TASK PROMPT: Starting at the line that contains "Return one point per instance of the ceiling beam", restate every line word for word through the end of the entries.

[Region pointing data]

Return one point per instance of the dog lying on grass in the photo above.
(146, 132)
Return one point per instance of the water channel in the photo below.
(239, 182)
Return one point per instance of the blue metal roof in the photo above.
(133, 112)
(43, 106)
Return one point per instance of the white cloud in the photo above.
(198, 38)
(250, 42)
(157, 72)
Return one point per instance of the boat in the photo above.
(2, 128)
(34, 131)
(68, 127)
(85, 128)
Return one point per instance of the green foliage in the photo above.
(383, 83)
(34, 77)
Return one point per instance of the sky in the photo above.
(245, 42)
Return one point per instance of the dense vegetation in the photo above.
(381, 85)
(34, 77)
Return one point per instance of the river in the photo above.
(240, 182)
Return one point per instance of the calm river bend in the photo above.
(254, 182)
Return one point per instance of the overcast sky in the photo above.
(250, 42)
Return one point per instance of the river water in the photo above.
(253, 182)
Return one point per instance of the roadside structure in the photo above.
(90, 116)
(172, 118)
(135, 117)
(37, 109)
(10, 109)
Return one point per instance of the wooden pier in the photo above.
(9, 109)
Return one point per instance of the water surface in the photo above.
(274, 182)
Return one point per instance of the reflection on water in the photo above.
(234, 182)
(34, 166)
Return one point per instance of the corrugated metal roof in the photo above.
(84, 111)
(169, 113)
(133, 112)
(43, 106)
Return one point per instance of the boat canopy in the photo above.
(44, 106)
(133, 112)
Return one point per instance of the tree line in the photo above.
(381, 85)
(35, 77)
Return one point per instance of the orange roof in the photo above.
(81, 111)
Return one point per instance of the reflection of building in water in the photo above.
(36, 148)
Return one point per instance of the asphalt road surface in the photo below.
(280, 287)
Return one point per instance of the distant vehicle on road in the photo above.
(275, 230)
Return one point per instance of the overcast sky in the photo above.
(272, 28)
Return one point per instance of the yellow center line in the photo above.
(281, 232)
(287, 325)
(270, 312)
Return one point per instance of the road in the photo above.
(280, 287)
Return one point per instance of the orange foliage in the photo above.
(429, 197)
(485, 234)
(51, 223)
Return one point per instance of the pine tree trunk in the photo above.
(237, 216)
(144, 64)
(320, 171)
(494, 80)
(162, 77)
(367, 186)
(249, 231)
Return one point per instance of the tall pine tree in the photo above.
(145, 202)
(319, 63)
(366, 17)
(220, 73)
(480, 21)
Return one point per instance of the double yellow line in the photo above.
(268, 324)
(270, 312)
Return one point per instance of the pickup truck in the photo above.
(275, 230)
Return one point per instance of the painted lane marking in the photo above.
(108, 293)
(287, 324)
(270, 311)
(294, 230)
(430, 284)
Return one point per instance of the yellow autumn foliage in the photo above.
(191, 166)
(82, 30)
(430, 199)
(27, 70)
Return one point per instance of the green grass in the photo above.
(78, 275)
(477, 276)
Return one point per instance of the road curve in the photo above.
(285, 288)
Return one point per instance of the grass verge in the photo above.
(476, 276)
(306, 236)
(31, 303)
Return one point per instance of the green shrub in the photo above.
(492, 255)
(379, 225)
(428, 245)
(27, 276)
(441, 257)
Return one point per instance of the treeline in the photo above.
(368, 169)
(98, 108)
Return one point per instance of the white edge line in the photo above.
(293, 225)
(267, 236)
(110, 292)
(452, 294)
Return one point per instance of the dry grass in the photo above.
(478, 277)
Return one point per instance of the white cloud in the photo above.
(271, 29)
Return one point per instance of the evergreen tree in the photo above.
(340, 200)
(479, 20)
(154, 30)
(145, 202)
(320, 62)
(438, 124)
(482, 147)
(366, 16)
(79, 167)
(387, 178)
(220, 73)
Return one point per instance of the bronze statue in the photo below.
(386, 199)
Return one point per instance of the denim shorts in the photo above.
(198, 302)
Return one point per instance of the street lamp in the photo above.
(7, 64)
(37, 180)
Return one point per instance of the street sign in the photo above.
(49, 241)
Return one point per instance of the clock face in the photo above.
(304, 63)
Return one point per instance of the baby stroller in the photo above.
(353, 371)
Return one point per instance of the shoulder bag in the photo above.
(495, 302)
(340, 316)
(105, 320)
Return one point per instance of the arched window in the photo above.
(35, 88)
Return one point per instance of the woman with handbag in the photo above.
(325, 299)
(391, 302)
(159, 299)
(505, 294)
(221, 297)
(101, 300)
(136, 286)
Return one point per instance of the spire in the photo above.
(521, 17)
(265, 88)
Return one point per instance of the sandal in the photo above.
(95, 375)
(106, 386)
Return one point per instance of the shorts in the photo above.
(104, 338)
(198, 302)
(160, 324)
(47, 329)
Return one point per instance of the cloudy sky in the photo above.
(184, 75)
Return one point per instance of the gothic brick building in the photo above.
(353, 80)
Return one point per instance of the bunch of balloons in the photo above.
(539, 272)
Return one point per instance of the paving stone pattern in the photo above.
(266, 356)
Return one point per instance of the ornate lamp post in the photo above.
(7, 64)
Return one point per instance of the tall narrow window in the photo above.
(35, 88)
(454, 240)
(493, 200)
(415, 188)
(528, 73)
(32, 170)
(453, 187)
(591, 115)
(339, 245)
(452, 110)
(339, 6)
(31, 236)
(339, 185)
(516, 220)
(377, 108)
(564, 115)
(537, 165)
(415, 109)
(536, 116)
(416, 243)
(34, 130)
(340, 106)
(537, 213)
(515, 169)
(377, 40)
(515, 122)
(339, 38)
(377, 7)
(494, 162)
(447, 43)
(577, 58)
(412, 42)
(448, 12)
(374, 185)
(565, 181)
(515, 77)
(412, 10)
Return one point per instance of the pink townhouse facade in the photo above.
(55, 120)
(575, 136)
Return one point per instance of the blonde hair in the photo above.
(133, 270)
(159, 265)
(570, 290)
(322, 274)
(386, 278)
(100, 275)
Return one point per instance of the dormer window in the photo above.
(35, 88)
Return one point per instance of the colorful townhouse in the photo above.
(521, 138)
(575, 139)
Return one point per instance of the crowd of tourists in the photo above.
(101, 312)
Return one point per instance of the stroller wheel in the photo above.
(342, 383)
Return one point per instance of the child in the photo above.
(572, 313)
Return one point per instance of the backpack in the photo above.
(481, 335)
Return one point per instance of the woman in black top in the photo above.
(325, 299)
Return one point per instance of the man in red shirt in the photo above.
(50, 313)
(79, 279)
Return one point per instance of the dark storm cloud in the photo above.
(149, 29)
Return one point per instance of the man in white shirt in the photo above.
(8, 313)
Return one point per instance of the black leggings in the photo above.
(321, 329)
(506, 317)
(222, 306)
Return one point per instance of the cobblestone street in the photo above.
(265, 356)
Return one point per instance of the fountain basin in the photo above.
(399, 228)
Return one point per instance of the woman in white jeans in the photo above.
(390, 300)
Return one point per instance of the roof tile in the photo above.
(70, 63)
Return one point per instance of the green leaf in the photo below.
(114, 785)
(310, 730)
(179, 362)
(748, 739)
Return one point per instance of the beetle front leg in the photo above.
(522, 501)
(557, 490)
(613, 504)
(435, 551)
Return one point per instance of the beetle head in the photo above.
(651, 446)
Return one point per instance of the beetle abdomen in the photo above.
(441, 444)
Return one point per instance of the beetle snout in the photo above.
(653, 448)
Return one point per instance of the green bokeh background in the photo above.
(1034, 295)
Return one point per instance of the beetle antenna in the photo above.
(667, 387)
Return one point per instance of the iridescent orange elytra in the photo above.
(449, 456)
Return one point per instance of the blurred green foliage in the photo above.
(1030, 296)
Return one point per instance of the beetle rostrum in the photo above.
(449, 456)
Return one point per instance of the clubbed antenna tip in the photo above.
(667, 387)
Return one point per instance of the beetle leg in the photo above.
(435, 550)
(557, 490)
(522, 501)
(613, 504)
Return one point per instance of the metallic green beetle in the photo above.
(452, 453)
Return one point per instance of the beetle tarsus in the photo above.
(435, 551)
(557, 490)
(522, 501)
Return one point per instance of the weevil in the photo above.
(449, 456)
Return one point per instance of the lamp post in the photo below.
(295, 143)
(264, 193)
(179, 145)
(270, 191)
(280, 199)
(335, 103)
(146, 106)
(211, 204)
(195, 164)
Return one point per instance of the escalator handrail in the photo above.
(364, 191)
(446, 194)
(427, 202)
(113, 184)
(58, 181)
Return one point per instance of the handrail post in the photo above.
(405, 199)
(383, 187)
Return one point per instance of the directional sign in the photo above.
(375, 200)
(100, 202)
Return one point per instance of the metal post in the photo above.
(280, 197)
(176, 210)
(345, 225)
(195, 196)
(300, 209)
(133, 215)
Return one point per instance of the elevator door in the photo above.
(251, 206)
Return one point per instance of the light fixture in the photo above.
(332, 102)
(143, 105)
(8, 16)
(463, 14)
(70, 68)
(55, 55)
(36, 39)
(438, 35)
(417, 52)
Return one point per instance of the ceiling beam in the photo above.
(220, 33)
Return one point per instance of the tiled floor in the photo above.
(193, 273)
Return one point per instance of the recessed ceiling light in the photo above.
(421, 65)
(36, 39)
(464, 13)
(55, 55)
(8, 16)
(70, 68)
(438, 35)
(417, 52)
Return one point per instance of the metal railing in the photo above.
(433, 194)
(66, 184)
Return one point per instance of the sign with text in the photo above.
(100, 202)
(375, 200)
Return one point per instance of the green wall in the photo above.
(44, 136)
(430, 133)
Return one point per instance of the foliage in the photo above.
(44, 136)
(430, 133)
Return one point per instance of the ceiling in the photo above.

FINISHED EXERCISE:
Return one point per instance of the ceiling beam in the photo above.
(220, 33)
Return one point per instance of the tiled floor in the photo above.
(193, 273)
Return one point per instance of the recessed ceiling light in the photo above.
(421, 65)
(36, 39)
(464, 13)
(55, 55)
(8, 16)
(70, 68)
(438, 35)
(417, 52)
Return one point per instance of the metal railing in the photo above.
(433, 194)
(66, 184)
Return one point per instance of the sign with text in the photo above.
(100, 202)
(375, 200)
Return one point per instance of the green wall in the photo above.
(44, 136)
(430, 133)
Return one point per instance of the foliage in the photo above.
(44, 136)
(430, 133)
Return one point per instance of the ceiling in the photo above.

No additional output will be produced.